*** Block opens ***

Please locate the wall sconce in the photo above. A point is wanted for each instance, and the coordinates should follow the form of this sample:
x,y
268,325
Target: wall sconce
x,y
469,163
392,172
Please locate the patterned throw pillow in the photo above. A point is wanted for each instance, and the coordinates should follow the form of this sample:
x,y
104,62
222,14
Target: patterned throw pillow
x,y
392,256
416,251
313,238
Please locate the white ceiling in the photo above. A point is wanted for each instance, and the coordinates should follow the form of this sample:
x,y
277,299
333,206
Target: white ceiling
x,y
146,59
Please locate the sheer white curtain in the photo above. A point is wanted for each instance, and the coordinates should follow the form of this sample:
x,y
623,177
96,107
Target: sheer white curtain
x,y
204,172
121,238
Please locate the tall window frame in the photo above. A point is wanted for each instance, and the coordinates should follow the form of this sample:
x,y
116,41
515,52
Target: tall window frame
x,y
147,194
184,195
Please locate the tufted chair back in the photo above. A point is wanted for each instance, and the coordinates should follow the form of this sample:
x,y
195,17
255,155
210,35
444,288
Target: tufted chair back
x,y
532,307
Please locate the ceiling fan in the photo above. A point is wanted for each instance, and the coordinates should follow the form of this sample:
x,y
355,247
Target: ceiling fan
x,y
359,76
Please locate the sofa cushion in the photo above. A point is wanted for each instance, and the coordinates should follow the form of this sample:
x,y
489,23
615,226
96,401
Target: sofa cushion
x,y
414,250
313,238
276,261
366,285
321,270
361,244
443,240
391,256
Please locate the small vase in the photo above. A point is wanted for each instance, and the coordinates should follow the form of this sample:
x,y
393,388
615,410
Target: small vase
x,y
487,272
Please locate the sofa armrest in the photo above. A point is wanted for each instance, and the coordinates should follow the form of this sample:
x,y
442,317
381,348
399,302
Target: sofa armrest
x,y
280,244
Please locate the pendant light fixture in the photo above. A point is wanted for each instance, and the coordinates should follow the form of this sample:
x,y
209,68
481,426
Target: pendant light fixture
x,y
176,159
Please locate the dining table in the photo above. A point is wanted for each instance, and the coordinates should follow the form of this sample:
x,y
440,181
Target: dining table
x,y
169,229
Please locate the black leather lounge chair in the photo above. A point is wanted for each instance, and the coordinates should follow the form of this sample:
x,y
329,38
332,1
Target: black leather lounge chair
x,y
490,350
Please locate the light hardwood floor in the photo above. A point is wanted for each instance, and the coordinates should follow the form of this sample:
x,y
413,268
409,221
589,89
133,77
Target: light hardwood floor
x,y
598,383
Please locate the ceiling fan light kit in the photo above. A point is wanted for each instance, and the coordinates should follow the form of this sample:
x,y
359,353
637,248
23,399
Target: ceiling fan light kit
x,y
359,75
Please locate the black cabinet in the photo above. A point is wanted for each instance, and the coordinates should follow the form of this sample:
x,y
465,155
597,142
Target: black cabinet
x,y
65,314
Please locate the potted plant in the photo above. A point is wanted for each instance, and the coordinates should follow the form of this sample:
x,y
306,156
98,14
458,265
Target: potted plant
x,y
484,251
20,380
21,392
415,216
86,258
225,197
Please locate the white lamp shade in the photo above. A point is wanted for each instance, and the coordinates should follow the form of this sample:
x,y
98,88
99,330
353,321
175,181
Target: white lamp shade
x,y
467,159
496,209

*** Block closes ***

# [Aim of the exercise]
Having read the material, return all of it word for word.

# [Answer area]
Please locate the wall sconce in the photo above. A point is wanted for each instance, and the coordinates should follow the form of this sample:
x,y
268,325
Target: wall sconce
x,y
469,163
392,172
Please locate the patterned throw pillow in the photo above. A point is wanted for each instance, and the coordinates should follow the form of this sample:
x,y
104,62
222,14
Target: patterned throw pillow
x,y
392,256
416,251
313,238
Please locate the white ceiling in the photo above. A point is wanted for each instance, and the coordinates should follow the form of this sample:
x,y
277,299
333,206
Target: white ceiling
x,y
146,59
Please locate the sheer white curtain in the photo above. A point is wanted for each instance, and the coordinates should follow the form of this sample:
x,y
623,177
96,107
Target: sheer white curtain
x,y
204,172
121,238
Please locate the tall window frame in the photo above. A point is wanted for each instance, and the coordinates should follow the form of this sample:
x,y
116,41
515,52
Target: tall window frame
x,y
147,194
184,195
Please locate the tufted chair back in the photo above. A point is wanted for each instance, and the coordinates should follow the form of this sample:
x,y
195,17
255,155
210,35
444,288
Target: tufted chair back
x,y
532,307
Please locate the ceiling fan in the photo above. A point is wanted for each instance, and the coordinates should follow the form of this sample:
x,y
355,247
Target: ceiling fan
x,y
359,76
Please locate the sofa cushion in the photo above. A point is wanted for each instance, and the coordinates should follow the form of this sample:
x,y
489,23
615,226
96,401
Target: sofa cushion
x,y
414,250
313,238
276,261
366,285
321,270
361,244
443,240
391,256
Please locate the small vase in the photo above. A point is wanted for each instance, and the coordinates should follow the form of this sample:
x,y
393,388
615,410
Target: small vase
x,y
487,272
Please locate the sofa armrest in the photo above. A point is wanted for each instance, and the coordinates should follow the form of this sample:
x,y
442,317
381,348
399,302
Target: sofa armrest
x,y
280,244
Please locate the pendant light fixture in the photo above. A point is wanted for each instance, and the coordinates should follow the form of this sample:
x,y
209,68
481,426
Target: pendant light fixture
x,y
176,159
Please locate the dining table in the photo above. A point is wanted for each instance, and the coordinates should follow the form of this sample:
x,y
440,181
Target: dining table
x,y
169,229
Please locate the black leather lounge chair in the photo above. A point is wanted for each instance, and the coordinates should follow the form of this sample:
x,y
329,38
332,1
Target: black leather lounge chair
x,y
490,350
Please locate the light hardwood floor in the photo above. A point is wanted for each instance, and the coordinates should follow the form of this sample:
x,y
413,268
409,221
589,89
133,77
Target: light hardwood floor
x,y
598,383
Please locate the ceiling fan light kit in the photo above. A point is wanted for each instance, and the coordinates should follow the form of this sample:
x,y
359,353
637,248
23,399
Target: ceiling fan light kit
x,y
359,75
Please locate the black cabinet in the photo above. A point is wanted for each instance, and the coordinates should follow the form of this sample:
x,y
465,155
597,142
Target: black cabinet
x,y
65,314
Please locate the potted plant in the photo above. A point is wanted for each instance, and the coordinates should follow the form of this sample:
x,y
306,156
98,14
458,265
Target: potted plant
x,y
484,251
20,380
21,392
415,216
86,258
225,197
Please locate the white lamp shade in the photo above. A point is wanted for each instance, and the coordinates should follow the form of this sample:
x,y
98,88
99,330
353,321
175,181
Target: white lamp shade
x,y
467,159
496,209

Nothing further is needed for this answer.